*Task to carry out*
Search the data for "wooden". Each line containing it is to be copied.

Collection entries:
☆ ☆ ☆ ☆ ☆
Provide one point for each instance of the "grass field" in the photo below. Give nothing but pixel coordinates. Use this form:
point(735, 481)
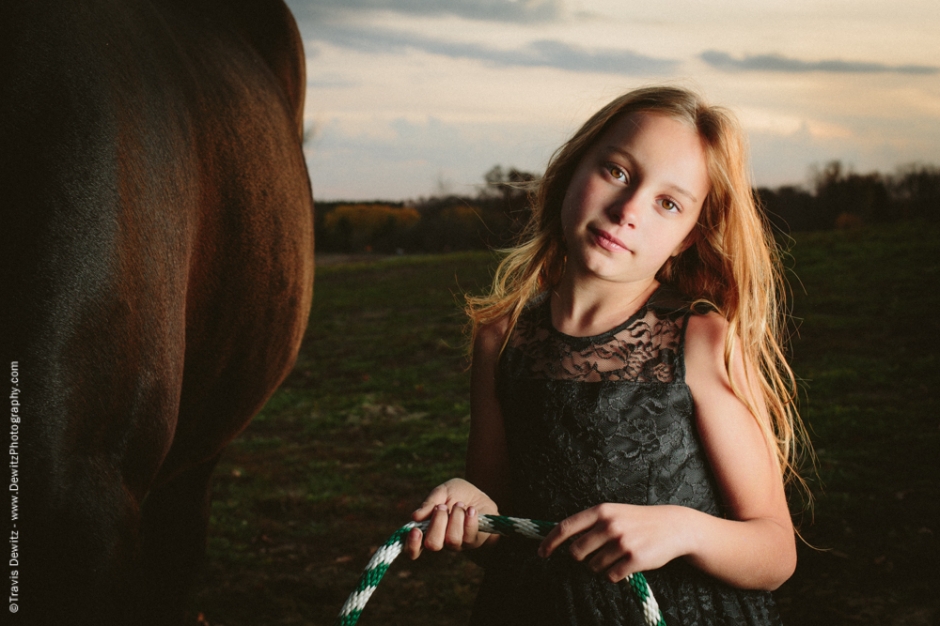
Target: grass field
point(376, 413)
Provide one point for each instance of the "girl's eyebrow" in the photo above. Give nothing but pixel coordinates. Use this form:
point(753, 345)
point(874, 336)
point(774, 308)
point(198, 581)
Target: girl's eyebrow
point(672, 186)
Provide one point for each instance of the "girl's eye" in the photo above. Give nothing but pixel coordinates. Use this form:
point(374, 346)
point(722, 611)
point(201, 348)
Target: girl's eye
point(616, 173)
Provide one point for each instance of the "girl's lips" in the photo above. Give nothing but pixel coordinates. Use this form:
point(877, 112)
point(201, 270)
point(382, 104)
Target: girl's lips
point(608, 241)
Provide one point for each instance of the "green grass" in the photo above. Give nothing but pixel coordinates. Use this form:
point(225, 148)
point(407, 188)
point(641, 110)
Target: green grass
point(376, 413)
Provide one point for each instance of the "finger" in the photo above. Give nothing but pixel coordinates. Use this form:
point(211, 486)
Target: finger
point(437, 496)
point(454, 536)
point(607, 556)
point(413, 543)
point(595, 540)
point(471, 527)
point(564, 530)
point(621, 569)
point(437, 528)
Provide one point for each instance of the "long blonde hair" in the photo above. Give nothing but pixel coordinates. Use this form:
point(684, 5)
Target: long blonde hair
point(732, 263)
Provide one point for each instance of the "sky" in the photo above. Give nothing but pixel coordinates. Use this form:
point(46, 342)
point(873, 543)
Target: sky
point(413, 98)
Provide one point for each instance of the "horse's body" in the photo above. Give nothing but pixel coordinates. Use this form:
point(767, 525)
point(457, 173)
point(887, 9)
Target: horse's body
point(156, 270)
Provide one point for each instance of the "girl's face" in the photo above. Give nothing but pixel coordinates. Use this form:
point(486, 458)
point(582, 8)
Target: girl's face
point(634, 198)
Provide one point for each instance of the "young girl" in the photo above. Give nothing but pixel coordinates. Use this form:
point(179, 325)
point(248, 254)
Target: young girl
point(628, 380)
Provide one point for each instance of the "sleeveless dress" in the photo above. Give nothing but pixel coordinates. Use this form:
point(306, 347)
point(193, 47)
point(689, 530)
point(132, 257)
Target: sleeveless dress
point(600, 419)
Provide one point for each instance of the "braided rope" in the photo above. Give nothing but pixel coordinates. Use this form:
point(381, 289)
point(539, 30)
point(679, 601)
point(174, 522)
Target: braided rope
point(493, 524)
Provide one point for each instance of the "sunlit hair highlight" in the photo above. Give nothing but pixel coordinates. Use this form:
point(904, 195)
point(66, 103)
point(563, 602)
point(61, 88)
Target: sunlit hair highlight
point(732, 263)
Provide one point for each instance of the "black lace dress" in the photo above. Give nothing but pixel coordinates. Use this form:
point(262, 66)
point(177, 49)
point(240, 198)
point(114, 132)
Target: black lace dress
point(602, 419)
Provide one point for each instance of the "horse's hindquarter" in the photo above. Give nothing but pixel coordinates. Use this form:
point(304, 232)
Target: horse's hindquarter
point(251, 269)
point(156, 254)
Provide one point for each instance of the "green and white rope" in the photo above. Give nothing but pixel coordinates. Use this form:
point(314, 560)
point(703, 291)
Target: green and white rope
point(493, 524)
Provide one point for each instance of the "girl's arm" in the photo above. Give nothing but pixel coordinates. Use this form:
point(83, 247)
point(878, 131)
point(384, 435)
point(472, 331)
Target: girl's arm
point(453, 507)
point(755, 548)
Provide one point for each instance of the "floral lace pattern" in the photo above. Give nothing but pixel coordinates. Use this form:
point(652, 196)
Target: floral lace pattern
point(599, 419)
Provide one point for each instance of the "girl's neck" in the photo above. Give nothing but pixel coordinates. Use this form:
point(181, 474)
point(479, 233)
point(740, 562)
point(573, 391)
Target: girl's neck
point(584, 309)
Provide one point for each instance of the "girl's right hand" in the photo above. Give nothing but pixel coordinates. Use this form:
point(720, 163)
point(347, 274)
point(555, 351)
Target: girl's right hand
point(453, 509)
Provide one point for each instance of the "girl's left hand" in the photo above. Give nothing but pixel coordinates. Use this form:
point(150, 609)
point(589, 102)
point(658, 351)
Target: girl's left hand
point(621, 539)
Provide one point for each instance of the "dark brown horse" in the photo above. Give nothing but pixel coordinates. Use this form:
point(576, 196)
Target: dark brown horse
point(156, 270)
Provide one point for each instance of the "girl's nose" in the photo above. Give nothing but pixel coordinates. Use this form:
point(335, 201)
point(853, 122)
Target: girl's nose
point(623, 210)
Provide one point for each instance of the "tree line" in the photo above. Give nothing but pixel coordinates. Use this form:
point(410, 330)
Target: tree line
point(838, 198)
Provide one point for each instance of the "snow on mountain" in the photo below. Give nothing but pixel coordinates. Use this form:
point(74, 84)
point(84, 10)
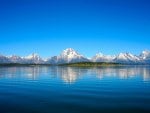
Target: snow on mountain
point(68, 56)
point(102, 58)
point(145, 56)
point(33, 59)
point(4, 59)
point(71, 56)
point(126, 58)
point(15, 59)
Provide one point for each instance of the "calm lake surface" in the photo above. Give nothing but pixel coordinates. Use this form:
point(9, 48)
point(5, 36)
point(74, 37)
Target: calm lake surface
point(44, 89)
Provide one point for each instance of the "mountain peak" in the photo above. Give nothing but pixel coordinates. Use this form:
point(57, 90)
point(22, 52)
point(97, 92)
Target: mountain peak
point(69, 52)
point(32, 56)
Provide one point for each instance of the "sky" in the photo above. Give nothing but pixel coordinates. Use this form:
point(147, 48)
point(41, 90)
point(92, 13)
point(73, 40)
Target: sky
point(89, 26)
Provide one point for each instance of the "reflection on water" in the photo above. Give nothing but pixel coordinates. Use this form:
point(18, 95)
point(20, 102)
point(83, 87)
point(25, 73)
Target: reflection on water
point(72, 74)
point(45, 89)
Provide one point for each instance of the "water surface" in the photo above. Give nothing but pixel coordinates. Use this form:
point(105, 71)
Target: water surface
point(45, 89)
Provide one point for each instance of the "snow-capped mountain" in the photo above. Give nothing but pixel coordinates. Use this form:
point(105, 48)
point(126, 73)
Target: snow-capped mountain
point(68, 56)
point(71, 56)
point(33, 59)
point(4, 59)
point(126, 58)
point(15, 59)
point(145, 56)
point(102, 58)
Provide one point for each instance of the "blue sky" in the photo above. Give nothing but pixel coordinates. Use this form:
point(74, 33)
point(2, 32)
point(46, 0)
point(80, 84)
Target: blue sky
point(89, 26)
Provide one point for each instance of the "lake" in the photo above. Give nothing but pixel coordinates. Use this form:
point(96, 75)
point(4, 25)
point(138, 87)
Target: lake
point(56, 89)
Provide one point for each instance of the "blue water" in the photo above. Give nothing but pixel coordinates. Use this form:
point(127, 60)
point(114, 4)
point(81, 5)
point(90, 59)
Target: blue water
point(44, 89)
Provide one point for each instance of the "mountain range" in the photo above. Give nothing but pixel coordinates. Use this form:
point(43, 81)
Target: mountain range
point(69, 55)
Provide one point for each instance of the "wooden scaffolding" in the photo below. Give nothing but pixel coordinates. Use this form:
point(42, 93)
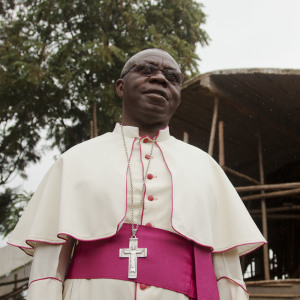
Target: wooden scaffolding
☆ ☆ ☆ ☆ ☆
*Reply*
Provide one point for each instance of the "wooden scaffolding" in the photo below. Give nothing but pixel coordinates. Use this form:
Target: wooden scaffolding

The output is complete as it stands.